**The task**
Reproduce, character for character, the lines of the records between the line holding "Where can you find the turquoise" and the line holding "(1136, 395)", inclusive.

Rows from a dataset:
=-=-=-=-=

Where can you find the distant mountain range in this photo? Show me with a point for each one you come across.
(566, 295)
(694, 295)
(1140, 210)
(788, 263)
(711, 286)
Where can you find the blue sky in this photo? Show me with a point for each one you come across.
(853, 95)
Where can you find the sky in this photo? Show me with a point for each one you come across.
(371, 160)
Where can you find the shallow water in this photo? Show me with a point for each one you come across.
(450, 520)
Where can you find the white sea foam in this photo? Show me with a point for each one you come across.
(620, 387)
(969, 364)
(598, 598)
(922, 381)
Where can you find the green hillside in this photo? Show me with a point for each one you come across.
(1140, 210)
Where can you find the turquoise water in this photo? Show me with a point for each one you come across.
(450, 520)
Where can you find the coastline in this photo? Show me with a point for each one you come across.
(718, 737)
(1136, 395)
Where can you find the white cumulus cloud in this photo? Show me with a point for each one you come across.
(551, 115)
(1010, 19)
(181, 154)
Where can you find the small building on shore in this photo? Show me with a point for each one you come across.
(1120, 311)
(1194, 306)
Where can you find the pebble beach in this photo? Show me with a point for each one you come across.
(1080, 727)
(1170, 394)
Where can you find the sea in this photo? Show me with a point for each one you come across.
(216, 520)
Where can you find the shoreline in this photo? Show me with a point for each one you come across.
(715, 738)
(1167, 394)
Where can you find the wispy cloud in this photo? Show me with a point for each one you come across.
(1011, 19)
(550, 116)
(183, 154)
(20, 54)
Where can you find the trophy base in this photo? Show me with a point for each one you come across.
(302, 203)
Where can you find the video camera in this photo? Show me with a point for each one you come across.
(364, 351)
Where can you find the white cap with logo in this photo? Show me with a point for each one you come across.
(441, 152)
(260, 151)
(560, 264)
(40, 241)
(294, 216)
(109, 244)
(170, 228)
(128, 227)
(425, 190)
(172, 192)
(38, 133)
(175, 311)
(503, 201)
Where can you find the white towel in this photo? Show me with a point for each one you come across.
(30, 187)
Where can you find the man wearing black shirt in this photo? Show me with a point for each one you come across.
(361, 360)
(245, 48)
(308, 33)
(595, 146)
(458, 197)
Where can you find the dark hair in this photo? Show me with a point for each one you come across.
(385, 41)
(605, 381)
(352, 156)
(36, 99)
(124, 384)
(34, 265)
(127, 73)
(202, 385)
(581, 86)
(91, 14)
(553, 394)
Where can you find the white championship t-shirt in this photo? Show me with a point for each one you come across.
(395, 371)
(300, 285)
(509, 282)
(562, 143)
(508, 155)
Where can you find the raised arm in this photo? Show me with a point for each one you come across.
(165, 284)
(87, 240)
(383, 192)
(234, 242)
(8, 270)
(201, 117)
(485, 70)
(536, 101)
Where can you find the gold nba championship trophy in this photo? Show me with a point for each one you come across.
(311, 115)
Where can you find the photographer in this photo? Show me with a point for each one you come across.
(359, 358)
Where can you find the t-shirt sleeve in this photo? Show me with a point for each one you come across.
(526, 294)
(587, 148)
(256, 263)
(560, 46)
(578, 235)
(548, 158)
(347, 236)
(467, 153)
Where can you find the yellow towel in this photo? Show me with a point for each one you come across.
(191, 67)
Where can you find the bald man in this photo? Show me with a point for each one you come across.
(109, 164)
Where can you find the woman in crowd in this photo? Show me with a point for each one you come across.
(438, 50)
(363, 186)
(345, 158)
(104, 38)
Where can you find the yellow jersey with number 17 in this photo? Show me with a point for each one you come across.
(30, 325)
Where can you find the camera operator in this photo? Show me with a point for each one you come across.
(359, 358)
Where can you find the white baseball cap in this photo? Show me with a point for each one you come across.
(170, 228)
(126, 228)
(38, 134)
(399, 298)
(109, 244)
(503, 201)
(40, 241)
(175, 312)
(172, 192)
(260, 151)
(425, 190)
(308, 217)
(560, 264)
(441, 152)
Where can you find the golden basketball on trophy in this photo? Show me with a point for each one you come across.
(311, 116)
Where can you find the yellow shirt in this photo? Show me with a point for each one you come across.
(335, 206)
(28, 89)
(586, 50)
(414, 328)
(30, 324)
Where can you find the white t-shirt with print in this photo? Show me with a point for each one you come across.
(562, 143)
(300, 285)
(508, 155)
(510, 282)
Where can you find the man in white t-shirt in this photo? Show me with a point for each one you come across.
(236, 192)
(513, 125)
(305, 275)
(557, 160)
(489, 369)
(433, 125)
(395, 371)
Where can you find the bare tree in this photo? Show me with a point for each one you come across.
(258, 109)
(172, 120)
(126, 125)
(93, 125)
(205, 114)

=-=-=-=-=

**Response for this exercise**
Where can you find the turquoise water in this photo? Show me with a point for each one you come across.
(450, 520)
Where can you find the coastline in this photo? Show me with a point for each one you come across.
(718, 737)
(1136, 395)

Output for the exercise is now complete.